━━━ Brano da leggere ━━━
Valenza escatologica quella posseduta, peraltro consapevolmente, da Attilio Mordini. Egli che, terziario francescano, andava preconizzando come la propria morte sarebbe avvenuta nel giorno dedicato al suo più amato Santo. E difatti, puntualmente oltre che prematuramente, essa lo colse il 4 di ottobre del 1966.

Riportiamo qui di seguito, traendole dai saggi ‘Il Tempio del Cristianesimo’ ed ‘Il cattolico ghibellino’, alcune sue riflessioni che, a nostro modo di intendere, rimangono tra le più illuminanti e fondamentali appunto sui temi della Cavalleria e dell’Impero.

Ad maiorem Dei gloriam

 

Da “Il Tempio del Cristianesimo” (Ed. Settecolori, Roma 1979)

Il più squisito senso della Cavalleria il Medioevo lo eredita dai clan dei Celti e dalle Sippe germaniche. E’ quello il senso dell’onore, dell’investitura, il senso della tradizione eroica e del sangue che rende superflua ogni stesura scritta dei patti e delle convenzioni. Ma il senso dell’eroismo e dell’onore delle genti germaniche e celtiche non era stato mai capace, da solo, a dar vita a un vero ordinamento universale, a un Impero che ponesse gli uomini sulla via dell’unità civile e politica; occorreva anche la tradizione delle leggi scritte e del senso oggettivo del diritto che ne consegue. Ed è appunto quello della codificazione delle leggi e del jus il grande apporto di Roma, così che non appena Giulio Cesare, portando le armi romane nelle Gallie, stabilì un rapporto saldo e costante a unire la Tradizione dei Clan e delle Sippe alla Tradizione del diritto, si posero le basi per l’Impero. Il pensiero greco, la legge di Roma e la Tradizione equestre germanica sono dunque le componenti dell’Impero d’occidente, ma la sintesi è possibile soltanto grazie alla Verità del Cristianesimo[…].
━━━
**Esercizi:**
**1)** Nel brano su Attilio Mordini, da chi eredita il Medioevo il più squisito senso della Cavalleria?
**2)** Fornisci il seguito del brano su Attilio Mordini, partendo da dove si interrompe.
I dati non hanno alcun ruolo in questi esercizi.
━━━ Dati ━━━
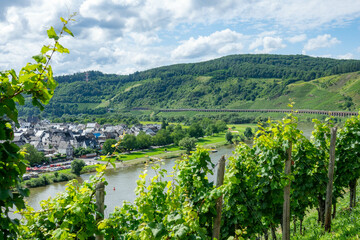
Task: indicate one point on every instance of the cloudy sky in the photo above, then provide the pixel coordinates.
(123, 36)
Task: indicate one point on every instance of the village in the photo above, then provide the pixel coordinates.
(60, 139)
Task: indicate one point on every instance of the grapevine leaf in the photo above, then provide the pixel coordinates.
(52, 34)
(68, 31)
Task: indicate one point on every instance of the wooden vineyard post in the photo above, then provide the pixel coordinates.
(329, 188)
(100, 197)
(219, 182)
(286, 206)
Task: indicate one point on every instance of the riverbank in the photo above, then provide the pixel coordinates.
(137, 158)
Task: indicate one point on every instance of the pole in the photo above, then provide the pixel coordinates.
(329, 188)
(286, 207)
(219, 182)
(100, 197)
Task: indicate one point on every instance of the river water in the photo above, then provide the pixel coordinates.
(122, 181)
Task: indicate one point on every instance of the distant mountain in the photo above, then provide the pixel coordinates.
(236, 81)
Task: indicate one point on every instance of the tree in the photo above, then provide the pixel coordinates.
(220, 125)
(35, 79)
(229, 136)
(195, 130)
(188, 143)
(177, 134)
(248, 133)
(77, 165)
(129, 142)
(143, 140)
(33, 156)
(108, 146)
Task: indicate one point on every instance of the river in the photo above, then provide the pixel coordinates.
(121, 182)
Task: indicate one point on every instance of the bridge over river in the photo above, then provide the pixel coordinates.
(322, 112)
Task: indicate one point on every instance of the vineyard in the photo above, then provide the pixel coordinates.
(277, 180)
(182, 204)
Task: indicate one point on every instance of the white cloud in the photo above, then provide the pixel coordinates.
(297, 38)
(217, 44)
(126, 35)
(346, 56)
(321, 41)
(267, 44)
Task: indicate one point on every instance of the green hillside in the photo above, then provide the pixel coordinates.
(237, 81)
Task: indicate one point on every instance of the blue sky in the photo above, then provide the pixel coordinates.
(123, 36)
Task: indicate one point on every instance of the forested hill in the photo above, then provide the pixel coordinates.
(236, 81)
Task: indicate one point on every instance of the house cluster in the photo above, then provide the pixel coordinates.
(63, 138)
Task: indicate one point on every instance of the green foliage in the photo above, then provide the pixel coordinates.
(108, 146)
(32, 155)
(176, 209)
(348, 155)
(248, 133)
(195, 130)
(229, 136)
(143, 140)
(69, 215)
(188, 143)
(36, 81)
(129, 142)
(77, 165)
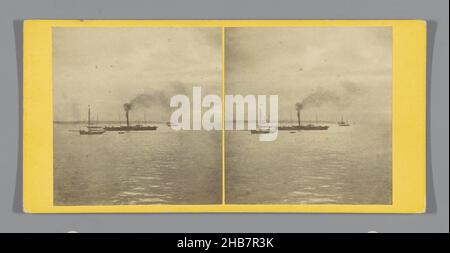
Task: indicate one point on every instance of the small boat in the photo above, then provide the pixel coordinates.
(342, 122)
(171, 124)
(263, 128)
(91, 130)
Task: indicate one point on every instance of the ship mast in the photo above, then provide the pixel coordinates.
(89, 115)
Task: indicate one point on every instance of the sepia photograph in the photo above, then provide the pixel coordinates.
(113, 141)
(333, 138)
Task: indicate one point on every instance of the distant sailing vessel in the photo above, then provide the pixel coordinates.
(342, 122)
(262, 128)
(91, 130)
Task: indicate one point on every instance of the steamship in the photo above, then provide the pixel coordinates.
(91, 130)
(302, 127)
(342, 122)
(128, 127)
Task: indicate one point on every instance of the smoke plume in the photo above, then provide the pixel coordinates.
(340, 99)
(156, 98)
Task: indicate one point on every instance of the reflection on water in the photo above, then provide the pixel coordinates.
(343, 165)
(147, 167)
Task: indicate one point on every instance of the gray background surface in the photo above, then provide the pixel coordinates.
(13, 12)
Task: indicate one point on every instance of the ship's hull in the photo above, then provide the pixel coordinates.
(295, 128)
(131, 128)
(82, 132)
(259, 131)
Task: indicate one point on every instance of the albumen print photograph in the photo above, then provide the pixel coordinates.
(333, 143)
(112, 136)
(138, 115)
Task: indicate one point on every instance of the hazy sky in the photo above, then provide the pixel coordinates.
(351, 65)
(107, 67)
━━━
**Risposte ai compiti:**
**1)** Dai clan dei Celti e dalle Sippe germaniche.

**2)**
Posti il Papato e l’Impero l’uno di fronte all’altro, rispettivamente rappresentati dalla parte guelfa e dalla parte ghibellina, come antitetici, ne conseguì subito un reciproco oscurarsi, poiché a ciascuno dei due veniva meno quel particolare lume per cui l’altro era stato predisposto dalla Provvidenza al governo del mondo. Cadde in eresia l’Imperatore ogniqualvolta pretese di sostituire il Pontefice; e per il mondo ghibellino serpeggiarono le teorie più insidiose. Mentre la gerarchia del clero cadde in quelle miserie di cui le accuse di Dante nella Commedia sono i segni più noti. Se da un lato il Papa, e lui solo assistito dai vescovi, sapeva ben indicare ove fosse il bene ove il male, dall’altro la forza di attuare quel bene sarebbe dovuta scaturire dal potere civile, dal potere sacro dell’Imperatore; ma proprio di questo la Chiesa era ormai vedova[…].

Tali persone veramente umane possono distinguersi in due categorie: da un lato i monaci che vivono nel chiostro lontani dal mondo e senza contaminarsi con quello; dall’altro quelli che, presenti al mondo e nel mondo, vigilano su sé stessi sempre guardandosi dalle insidie dell’attualità e della popolarità. In altre parole, la tirannia dello psicologismo non ha presa sui monaci né sugli spiriti eroici. Sui Cavalieri che sentono la vita come militia. E se nel Medioevo la distinzione tra liberi e servi si presentava come una sapientissima norma civile, oggi, proprio in pieno regime d’uguaglianza politica e sociale, si presenta quasi come un dato ontologico, come una vera categoria dello spirito. Anche l’Apocalisse, prima di mostrarci l’umanità segnata dalla bestia, descrive il trionfo dei segnati dall’Agnello. E’ il trionfo degli eletti, dalla veste bianca e dalla rossa croce di sangue; bianchi crociati di rosso come i Templari. Di costoro è detto che sono sottratti al marchio della bestia, e sulle fronti è il nome dell’Agnello e del Padre (cfr. Apocalisse XIV). Sono i seguaci di Giovanni evangelista: i mistici e i militi che, passato il regno dell’Anticristo, oltre il crollo finale di questa pseudociviltà, ricostruiranno l’ordine nuovo col Cristo imperante. E’ chiaro dunque che combattere in questo mondo e contro questo mondo non significa per forza vincere nel senso più comune di sopraffare, non significa avere la meglio in ogni caso[…].

 

Da ‘Il cattolico ghibellino’ (Ed. Il Settimo Sigillo, Roma 1989)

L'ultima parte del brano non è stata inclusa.